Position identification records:
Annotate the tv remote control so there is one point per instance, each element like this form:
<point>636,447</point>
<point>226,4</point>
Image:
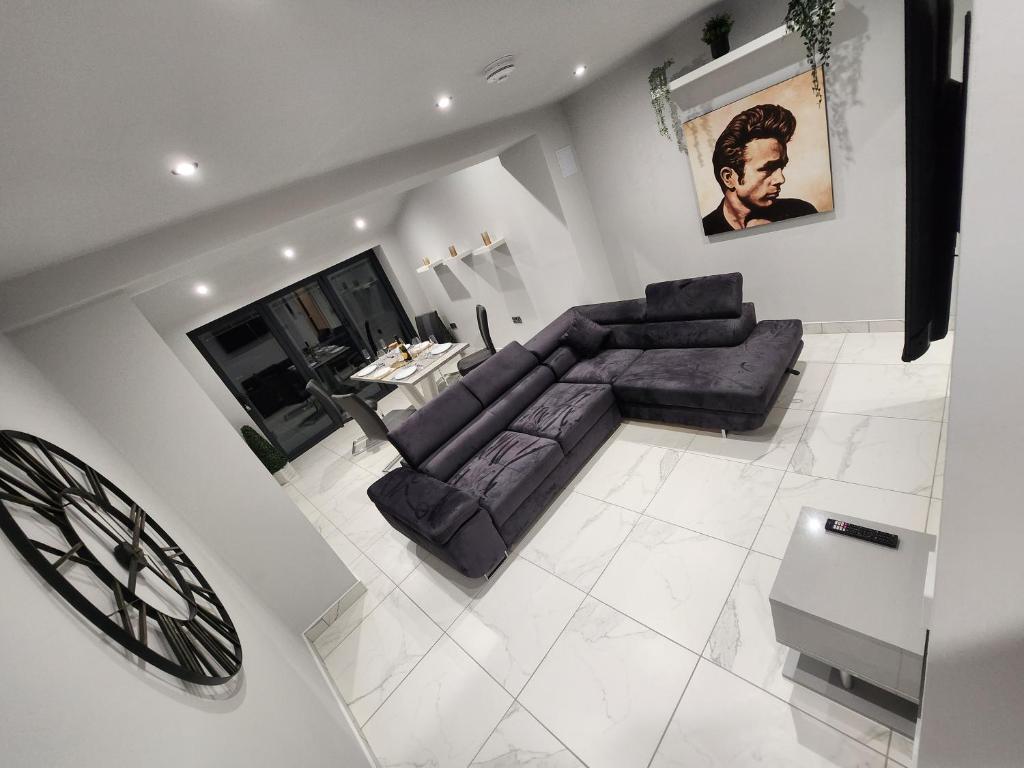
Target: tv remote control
<point>859,531</point>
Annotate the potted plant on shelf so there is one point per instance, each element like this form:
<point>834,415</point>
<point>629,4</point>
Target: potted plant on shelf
<point>716,34</point>
<point>814,20</point>
<point>274,461</point>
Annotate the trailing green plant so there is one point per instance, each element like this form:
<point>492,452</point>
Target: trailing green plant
<point>660,99</point>
<point>716,28</point>
<point>813,19</point>
<point>272,459</point>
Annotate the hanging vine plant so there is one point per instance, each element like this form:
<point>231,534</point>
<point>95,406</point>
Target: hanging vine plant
<point>665,108</point>
<point>813,19</point>
<point>658,82</point>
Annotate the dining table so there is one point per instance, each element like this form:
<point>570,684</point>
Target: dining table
<point>417,378</point>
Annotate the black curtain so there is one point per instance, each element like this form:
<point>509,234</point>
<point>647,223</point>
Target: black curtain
<point>935,116</point>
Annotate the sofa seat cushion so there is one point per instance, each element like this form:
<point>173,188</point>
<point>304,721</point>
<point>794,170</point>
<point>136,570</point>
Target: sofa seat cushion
<point>565,413</point>
<point>506,471</point>
<point>496,418</point>
<point>742,378</point>
<point>603,368</point>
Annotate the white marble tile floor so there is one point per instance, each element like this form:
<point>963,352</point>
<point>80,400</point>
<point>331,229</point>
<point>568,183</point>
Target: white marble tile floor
<point>631,627</point>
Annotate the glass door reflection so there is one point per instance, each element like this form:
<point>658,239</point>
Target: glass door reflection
<point>367,298</point>
<point>332,347</point>
<point>264,378</point>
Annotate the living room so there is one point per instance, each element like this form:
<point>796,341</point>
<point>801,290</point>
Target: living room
<point>583,527</point>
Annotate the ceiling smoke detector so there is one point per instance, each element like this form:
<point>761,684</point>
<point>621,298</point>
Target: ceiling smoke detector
<point>500,70</point>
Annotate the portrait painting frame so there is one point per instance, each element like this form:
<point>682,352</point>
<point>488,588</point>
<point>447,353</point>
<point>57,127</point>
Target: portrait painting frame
<point>763,158</point>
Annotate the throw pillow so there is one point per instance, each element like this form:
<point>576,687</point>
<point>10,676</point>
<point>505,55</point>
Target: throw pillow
<point>585,336</point>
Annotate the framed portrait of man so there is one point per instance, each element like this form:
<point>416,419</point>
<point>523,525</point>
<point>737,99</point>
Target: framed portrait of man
<point>763,158</point>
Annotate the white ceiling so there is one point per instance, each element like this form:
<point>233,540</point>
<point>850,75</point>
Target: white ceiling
<point>99,97</point>
<point>241,272</point>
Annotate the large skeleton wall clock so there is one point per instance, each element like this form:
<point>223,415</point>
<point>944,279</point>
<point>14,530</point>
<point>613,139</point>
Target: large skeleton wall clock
<point>112,563</point>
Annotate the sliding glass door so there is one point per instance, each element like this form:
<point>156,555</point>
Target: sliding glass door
<point>264,378</point>
<point>314,330</point>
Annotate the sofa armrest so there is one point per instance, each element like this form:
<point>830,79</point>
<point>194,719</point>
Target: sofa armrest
<point>433,509</point>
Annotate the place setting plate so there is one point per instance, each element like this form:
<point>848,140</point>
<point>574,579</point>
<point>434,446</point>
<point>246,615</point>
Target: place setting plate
<point>404,373</point>
<point>440,348</point>
<point>368,370</point>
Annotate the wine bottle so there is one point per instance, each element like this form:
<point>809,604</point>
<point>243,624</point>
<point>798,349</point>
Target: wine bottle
<point>402,350</point>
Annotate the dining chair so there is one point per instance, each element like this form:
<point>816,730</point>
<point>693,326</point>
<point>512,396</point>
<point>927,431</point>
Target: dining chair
<point>364,413</point>
<point>476,358</point>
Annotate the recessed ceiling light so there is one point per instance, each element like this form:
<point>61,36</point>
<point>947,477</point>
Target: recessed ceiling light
<point>185,168</point>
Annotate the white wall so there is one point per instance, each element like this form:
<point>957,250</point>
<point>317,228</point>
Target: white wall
<point>974,694</point>
<point>554,256</point>
<point>108,360</point>
<point>847,265</point>
<point>74,698</point>
<point>537,275</point>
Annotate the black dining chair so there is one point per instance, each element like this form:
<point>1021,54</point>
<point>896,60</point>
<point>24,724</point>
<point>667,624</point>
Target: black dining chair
<point>364,413</point>
<point>430,324</point>
<point>470,361</point>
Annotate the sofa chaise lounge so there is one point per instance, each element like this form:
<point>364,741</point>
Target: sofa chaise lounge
<point>482,460</point>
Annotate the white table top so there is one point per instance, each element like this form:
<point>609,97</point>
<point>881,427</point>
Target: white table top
<point>426,363</point>
<point>866,588</point>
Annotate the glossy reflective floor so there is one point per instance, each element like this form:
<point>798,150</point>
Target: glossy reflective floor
<point>632,627</point>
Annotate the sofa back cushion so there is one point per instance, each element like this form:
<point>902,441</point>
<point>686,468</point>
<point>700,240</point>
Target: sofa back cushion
<point>496,376</point>
<point>431,426</point>
<point>695,298</point>
<point>495,419</point>
<point>561,360</point>
<point>684,334</point>
<point>608,312</point>
<point>548,340</point>
<point>584,336</point>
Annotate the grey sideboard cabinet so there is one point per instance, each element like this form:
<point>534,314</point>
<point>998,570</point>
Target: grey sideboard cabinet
<point>856,611</point>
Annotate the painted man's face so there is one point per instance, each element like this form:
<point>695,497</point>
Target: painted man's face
<point>762,181</point>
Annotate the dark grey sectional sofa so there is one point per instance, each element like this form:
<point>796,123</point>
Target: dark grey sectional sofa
<point>483,459</point>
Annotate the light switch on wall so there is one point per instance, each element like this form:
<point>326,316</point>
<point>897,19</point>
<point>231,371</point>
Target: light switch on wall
<point>566,162</point>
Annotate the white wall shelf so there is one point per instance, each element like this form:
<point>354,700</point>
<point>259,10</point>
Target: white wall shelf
<point>461,255</point>
<point>743,50</point>
<point>487,249</point>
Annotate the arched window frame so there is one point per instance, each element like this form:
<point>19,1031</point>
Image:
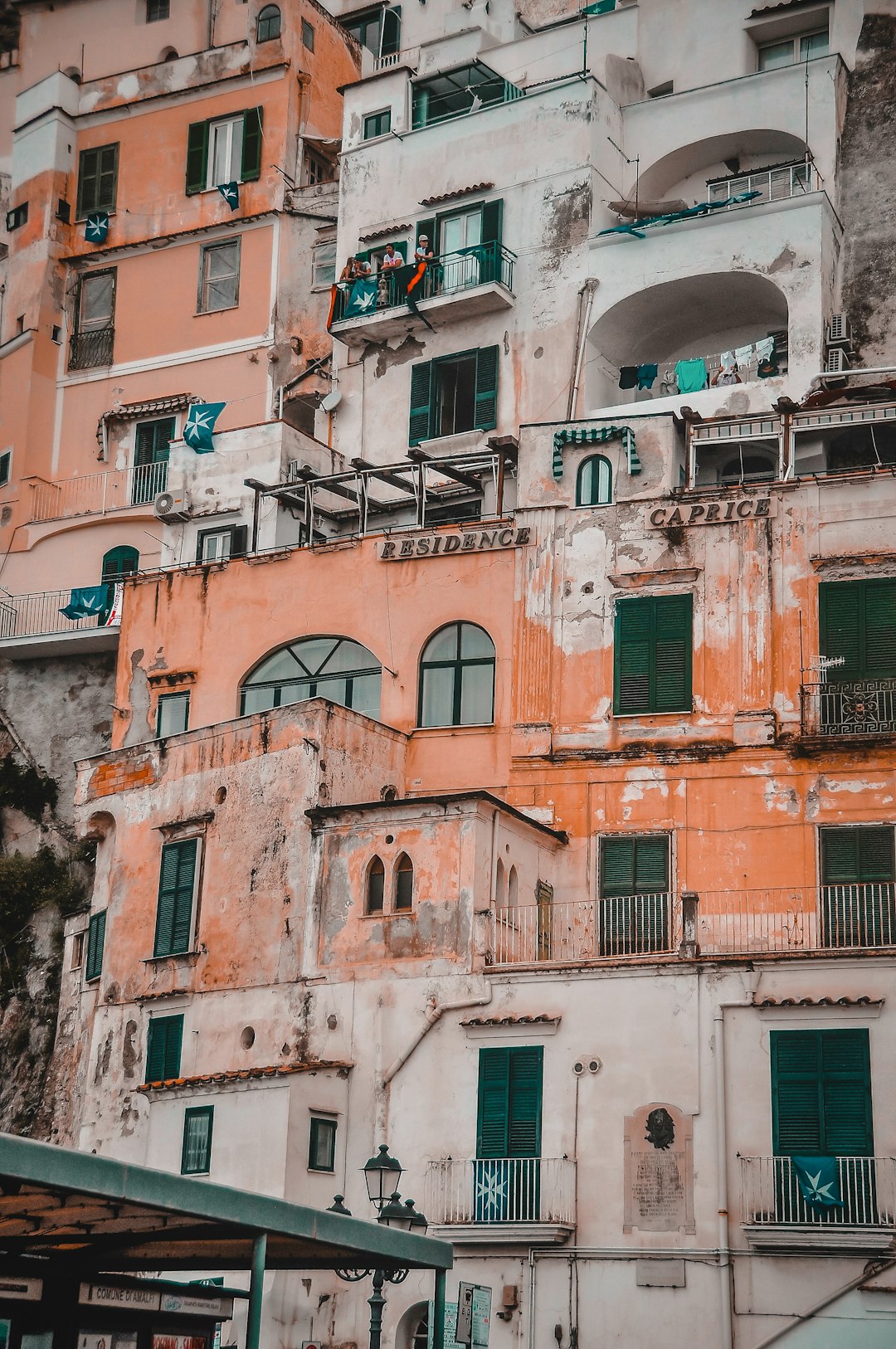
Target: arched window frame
<point>375,887</point>
<point>603,474</point>
<point>404,890</point>
<point>458,664</point>
<point>267,26</point>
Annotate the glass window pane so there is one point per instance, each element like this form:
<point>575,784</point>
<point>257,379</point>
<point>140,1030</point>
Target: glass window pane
<point>476,695</point>
<point>437,696</point>
<point>475,641</point>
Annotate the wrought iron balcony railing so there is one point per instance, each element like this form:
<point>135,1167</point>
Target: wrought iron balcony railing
<point>499,1190</point>
<point>446,275</point>
<point>859,707</point>
<point>90,348</point>
<point>771,1196</point>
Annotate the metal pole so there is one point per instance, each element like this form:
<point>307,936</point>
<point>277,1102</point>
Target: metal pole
<point>375,1302</point>
<point>256,1293</point>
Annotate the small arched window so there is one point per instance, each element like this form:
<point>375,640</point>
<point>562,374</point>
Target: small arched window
<point>269,23</point>
<point>375,887</point>
<point>458,678</point>
<point>594,486</point>
<point>120,562</point>
<point>404,884</point>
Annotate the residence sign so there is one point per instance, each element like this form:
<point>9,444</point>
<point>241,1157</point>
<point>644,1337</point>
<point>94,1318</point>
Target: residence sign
<point>432,545</point>
<point>711,513</point>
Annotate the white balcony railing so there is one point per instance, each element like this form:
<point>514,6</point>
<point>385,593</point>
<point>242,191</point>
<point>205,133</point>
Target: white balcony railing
<point>709,923</point>
<point>499,1190</point>
<point>772,1197</point>
<point>97,494</point>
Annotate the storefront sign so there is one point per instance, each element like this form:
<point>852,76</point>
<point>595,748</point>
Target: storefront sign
<point>433,545</point>
<point>711,513</point>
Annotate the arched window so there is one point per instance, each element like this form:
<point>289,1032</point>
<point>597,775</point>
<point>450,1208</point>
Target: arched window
<point>120,562</point>
<point>267,23</point>
<point>314,667</point>
<point>404,884</point>
<point>594,486</point>
<point>458,678</point>
<point>375,887</point>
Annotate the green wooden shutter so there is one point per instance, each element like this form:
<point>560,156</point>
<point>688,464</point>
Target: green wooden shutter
<point>174,913</point>
<point>672,653</point>
<point>420,421</point>
<point>96,941</point>
<point>196,157</point>
<point>821,1093</point>
<point>251,144</point>
<point>486,387</point>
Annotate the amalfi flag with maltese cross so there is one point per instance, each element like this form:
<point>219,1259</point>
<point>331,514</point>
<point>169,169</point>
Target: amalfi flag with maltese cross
<point>96,226</point>
<point>231,193</point>
<point>200,424</point>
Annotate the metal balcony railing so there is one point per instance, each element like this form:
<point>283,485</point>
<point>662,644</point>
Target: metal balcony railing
<point>713,923</point>
<point>41,614</point>
<point>90,348</point>
<point>772,1198</point>
<point>96,494</point>
<point>446,275</point>
<point>499,1190</point>
<point>861,707</point>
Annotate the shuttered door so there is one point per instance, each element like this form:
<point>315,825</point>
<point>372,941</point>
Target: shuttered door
<point>174,913</point>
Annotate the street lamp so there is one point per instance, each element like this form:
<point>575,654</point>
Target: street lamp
<point>382,1174</point>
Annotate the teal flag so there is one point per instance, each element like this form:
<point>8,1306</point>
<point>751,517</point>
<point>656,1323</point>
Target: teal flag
<point>200,424</point>
<point>818,1179</point>
<point>362,299</point>
<point>231,193</point>
<point>96,226</point>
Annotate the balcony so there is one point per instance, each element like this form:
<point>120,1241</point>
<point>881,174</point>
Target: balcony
<point>501,1200</point>
<point>94,348</point>
<point>34,625</point>
<point>777,1217</point>
<point>96,494</point>
<point>859,707</point>
<point>710,924</point>
<point>463,285</point>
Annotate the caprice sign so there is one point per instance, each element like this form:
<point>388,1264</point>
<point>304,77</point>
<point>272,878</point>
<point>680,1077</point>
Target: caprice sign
<point>711,513</point>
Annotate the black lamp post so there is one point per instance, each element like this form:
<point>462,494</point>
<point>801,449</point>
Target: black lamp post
<point>382,1176</point>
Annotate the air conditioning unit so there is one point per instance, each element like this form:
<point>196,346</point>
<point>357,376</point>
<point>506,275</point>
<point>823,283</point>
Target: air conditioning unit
<point>840,332</point>
<point>837,362</point>
<point>170,508</point>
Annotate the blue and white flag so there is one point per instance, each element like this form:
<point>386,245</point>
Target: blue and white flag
<point>362,300</point>
<point>818,1179</point>
<point>231,193</point>
<point>200,424</point>
<point>96,226</point>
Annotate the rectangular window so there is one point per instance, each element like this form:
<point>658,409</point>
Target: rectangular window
<point>652,655</point>
<point>224,150</point>
<point>97,180</point>
<point>859,885</point>
<point>172,713</point>
<point>635,909</point>
<point>163,1049</point>
<point>96,941</point>
<point>219,277</point>
<point>177,890</point>
<point>454,394</point>
<point>196,1157</point>
<point>323,265</point>
<point>377,123</point>
<point>321,1144</point>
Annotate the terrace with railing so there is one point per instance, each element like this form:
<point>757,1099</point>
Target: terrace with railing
<point>714,923</point>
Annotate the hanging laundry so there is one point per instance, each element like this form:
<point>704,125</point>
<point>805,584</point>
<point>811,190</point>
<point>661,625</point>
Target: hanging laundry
<point>691,375</point>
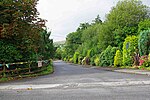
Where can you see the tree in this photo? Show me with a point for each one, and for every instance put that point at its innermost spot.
(124, 19)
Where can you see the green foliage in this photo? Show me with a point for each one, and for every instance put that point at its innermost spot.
(144, 25)
(80, 59)
(106, 57)
(144, 42)
(129, 46)
(118, 59)
(92, 61)
(58, 53)
(94, 39)
(71, 60)
(75, 57)
(9, 53)
(123, 20)
(97, 61)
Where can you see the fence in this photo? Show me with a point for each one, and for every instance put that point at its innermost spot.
(22, 69)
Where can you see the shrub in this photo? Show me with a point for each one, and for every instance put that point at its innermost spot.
(97, 61)
(118, 59)
(144, 43)
(75, 57)
(80, 59)
(107, 56)
(129, 46)
(92, 61)
(9, 52)
(71, 60)
(111, 55)
(144, 25)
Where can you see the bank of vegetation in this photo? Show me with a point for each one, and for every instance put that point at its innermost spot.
(122, 40)
(23, 35)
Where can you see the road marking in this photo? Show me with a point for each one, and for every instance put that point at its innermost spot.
(74, 85)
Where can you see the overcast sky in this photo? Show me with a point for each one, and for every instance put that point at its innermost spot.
(64, 16)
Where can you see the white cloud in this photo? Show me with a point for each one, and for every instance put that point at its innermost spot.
(64, 16)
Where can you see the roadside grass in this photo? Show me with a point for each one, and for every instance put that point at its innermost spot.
(49, 70)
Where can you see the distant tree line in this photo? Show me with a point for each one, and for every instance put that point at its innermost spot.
(113, 42)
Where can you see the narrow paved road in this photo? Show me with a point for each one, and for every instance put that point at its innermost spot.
(72, 82)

EXERCISE BRIEF:
Update the records from the line with "Annotate the blue" through the line with "<point>714,923</point>", changing "rectangular window" to "square window" and leaving everything else the same. Write out only those lines.

COMPLETED TASK:
Annotate the blue and white flag so there is one point per instance, each element like this form:
<point>386,245</point>
Target: blue and white flag
<point>362,300</point>
<point>818,1179</point>
<point>231,193</point>
<point>200,424</point>
<point>96,226</point>
Annotate the square window so there is one point per instance, each element like this form:
<point>658,409</point>
Target: square window
<point>652,655</point>
<point>224,150</point>
<point>97,180</point>
<point>859,885</point>
<point>172,713</point>
<point>635,909</point>
<point>163,1049</point>
<point>96,941</point>
<point>219,277</point>
<point>177,890</point>
<point>454,394</point>
<point>196,1157</point>
<point>323,265</point>
<point>377,123</point>
<point>321,1144</point>
Annotate the terrace with railing so there is one point per instance, each element like this form:
<point>757,1099</point>
Target: terrace with railing
<point>714,923</point>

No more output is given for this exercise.